Transcribe all records exactly; omit pictures.

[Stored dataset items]
◆ ◆ ◆ ◆ ◆

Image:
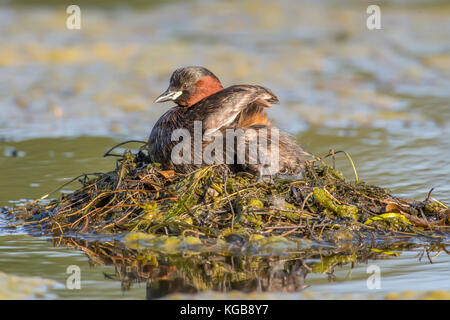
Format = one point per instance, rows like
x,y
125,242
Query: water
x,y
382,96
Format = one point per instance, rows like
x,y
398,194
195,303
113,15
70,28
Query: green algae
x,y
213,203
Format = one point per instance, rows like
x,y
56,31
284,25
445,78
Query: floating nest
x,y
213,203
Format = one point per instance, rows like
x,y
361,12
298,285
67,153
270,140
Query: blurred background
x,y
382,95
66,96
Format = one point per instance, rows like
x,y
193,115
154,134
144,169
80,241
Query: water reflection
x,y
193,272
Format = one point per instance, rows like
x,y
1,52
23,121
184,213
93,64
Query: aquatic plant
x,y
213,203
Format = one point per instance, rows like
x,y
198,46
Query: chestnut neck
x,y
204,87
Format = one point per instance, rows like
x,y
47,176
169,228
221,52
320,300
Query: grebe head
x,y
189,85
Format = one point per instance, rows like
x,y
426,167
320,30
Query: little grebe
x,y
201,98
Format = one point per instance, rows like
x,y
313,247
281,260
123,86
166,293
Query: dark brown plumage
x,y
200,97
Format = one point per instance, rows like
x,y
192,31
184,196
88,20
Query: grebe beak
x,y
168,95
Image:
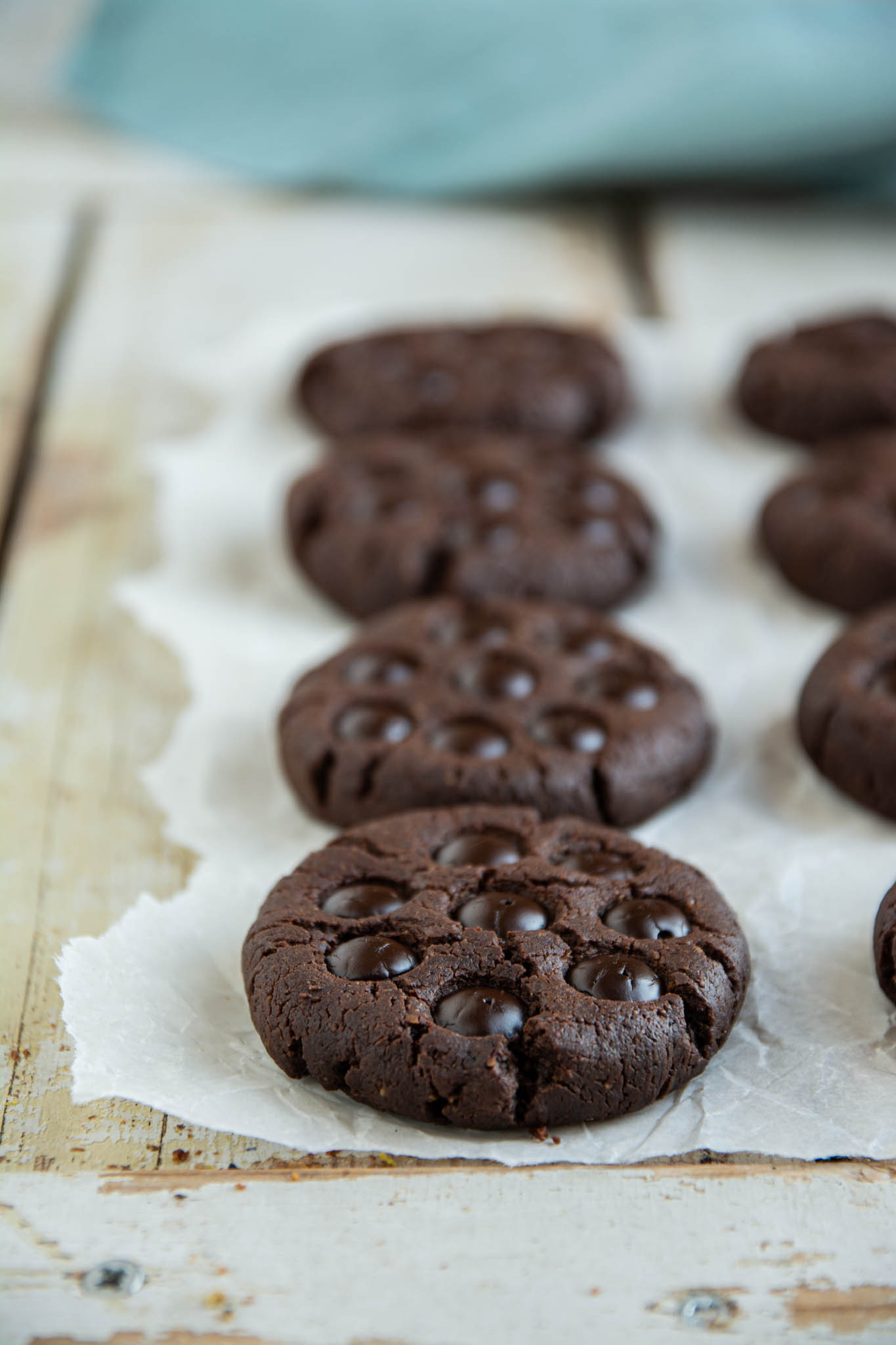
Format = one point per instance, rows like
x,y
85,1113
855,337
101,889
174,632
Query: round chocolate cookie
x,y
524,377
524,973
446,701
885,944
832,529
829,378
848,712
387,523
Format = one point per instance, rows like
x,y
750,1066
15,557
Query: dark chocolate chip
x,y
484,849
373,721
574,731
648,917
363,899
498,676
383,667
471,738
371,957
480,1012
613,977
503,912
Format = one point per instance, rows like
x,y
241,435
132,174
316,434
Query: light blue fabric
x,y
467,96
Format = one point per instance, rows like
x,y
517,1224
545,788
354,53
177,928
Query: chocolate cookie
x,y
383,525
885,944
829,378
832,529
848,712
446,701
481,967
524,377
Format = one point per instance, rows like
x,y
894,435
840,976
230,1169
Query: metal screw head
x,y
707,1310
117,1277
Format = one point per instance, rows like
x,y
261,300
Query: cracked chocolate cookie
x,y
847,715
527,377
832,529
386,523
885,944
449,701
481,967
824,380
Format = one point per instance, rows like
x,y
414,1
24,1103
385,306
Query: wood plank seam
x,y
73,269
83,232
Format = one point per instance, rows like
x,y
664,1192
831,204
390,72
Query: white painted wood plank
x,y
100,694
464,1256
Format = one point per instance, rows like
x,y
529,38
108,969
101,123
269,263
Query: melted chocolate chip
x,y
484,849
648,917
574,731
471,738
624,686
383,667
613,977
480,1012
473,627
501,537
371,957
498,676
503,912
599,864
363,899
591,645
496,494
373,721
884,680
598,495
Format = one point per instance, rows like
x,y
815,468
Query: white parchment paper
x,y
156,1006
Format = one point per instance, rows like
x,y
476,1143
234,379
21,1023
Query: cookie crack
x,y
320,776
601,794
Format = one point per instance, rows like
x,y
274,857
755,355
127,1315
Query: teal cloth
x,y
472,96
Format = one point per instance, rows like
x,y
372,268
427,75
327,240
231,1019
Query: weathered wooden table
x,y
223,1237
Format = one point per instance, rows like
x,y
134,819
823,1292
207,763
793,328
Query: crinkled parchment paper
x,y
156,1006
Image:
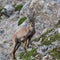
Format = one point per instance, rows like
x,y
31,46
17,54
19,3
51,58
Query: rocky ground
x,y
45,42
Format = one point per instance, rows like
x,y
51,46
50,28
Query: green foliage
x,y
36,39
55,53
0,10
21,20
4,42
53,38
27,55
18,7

◆ ◆ ◆ ◆ ◆

> **Solved problem**
Image:
Format = one point per instance, rows like
x,y
125,242
Query: water
x,y
382,96
Format = one point per instance, rows like
x,y
398,194
195,303
113,15
70,28
Query: green algae
x,y
213,203
Format = one point per instance, rows like
x,y
56,31
284,25
445,78
Query: floating nest
x,y
213,203
Format = one point per instance, rows like
x,y
361,12
298,285
67,153
270,140
Query: blurred background
x,y
382,95
66,96
Format = one point per instance, rows like
x,y
193,115
154,134
144,169
80,241
Query: water reflection
x,y
193,272
Format = one point per instance, rows like
x,y
1,52
23,121
184,213
93,64
Query: aquatic plant
x,y
213,203
Format = one point per instance, rows like
x,y
198,46
Query: chestnut neck
x,y
204,87
Format = one point per instance, rows like
x,y
47,176
169,228
221,52
320,300
Query: grebe head
x,y
189,85
Format = one point per instance, rows like
x,y
426,167
320,30
Query: little grebe
x,y
201,98
Format = one point per instance, rows like
x,y
313,247
281,260
123,86
166,293
Query: dark brown plumage
x,y
200,97
Format = one point per instance, rows like
x,y
192,31
184,196
88,20
Query: grebe beak
x,y
168,95
Image:
Format = one point per instance, rows like
x,y
85,1113
855,337
101,889
174,632
Query: round chocolate cookie
x,y
524,377
524,973
446,701
885,944
832,529
829,378
848,712
387,523
Format = one point per instance, rows like
x,y
750,1066
15,557
Query: dark chocolate chip
x,y
484,849
373,721
574,731
648,917
363,899
498,676
383,667
471,738
371,957
480,1012
613,977
503,912
Format = one point per instance, rows like
x,y
241,435
132,174
316,434
Query: light blue fabric
x,y
467,96
Format = one point per instance, rows like
x,y
517,1224
545,788
354,53
177,928
Query: chocolate cookie
x,y
383,525
885,944
829,378
832,529
848,712
446,701
481,967
524,377
Format = one point per instance, rows like
x,y
894,435
840,976
230,1169
Query: metal screw head
x,y
707,1310
117,1277
Format = one point per instance, rows like
x,y
261,300
Query: cracked chocolate cookie
x,y
847,715
527,377
832,529
386,523
885,944
449,701
481,967
824,380
Format = one point per instance, rows like
x,y
414,1
24,1103
385,306
Query: wood plank seam
x,y
73,269
83,232
Format = one point per instance, rows like
x,y
664,1192
831,204
390,72
Query: white painted wood plank
x,y
100,694
464,1256
Format = one point per instance, rows like
x,y
529,38
108,969
101,123
269,263
Query: melted chocolate chip
x,y
484,849
648,917
574,731
471,738
624,686
383,667
613,977
480,1012
473,627
501,537
371,957
498,676
503,912
599,864
363,899
591,645
496,494
373,721
884,680
598,495
Format = one point per instance, rows like
x,y
815,468
Query: white parchment paper
x,y
156,1006
Format = one point per instance, rows like
x,y
476,1143
234,379
21,1023
Query: cookie crack
x,y
320,776
601,794
Format = one point per instance, rows like
x,y
274,857
755,355
127,1315
Query: teal cloth
x,y
472,96
Format = one point per instance, rows like
x,y
372,268
427,75
327,240
231,1019
Query: weathered wooden table
x,y
223,1237
Format = one point per instance, rows like
x,y
134,819
823,1292
207,763
793,328
Query: crinkled parchment paper
x,y
156,1006
Image:
Format = one point per instance, rows like
x,y
31,46
17,54
19,3
51,58
Query: rocky ground
x,y
45,42
Format = one point per instance, rows like
x,y
51,46
50,28
Query: green foliage
x,y
36,39
55,53
0,10
21,20
4,42
53,38
27,55
18,7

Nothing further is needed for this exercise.